Exercise goal: A verbatim printing of the entries that follow is needed; pictures must not appear in it.

━━ Information provided

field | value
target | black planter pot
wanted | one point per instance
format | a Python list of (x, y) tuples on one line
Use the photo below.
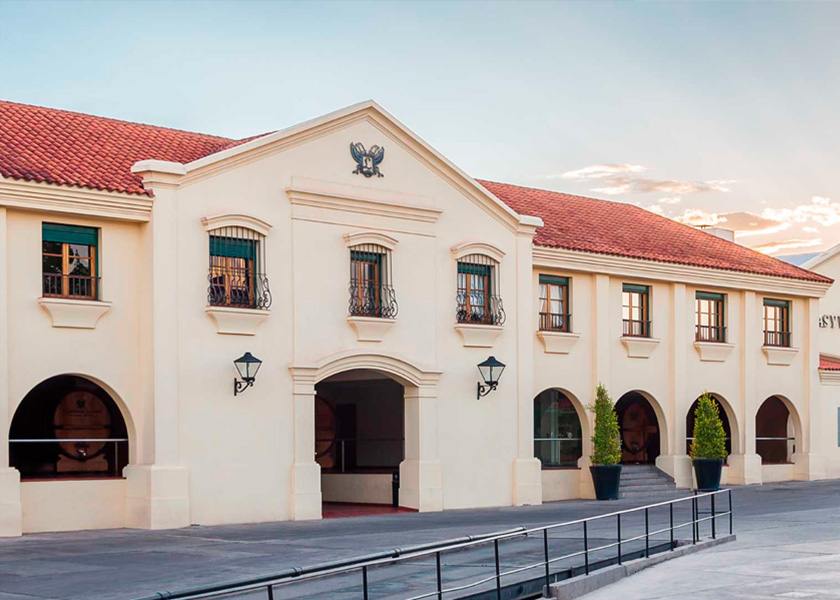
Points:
[(606, 479), (707, 471)]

━━━━

Solution for this task:
field | value
target | black planter pot
wanted | one point per instance
format | a Python list of (x, y) tuples on one line
Use the photo below.
Points:
[(606, 479), (707, 471)]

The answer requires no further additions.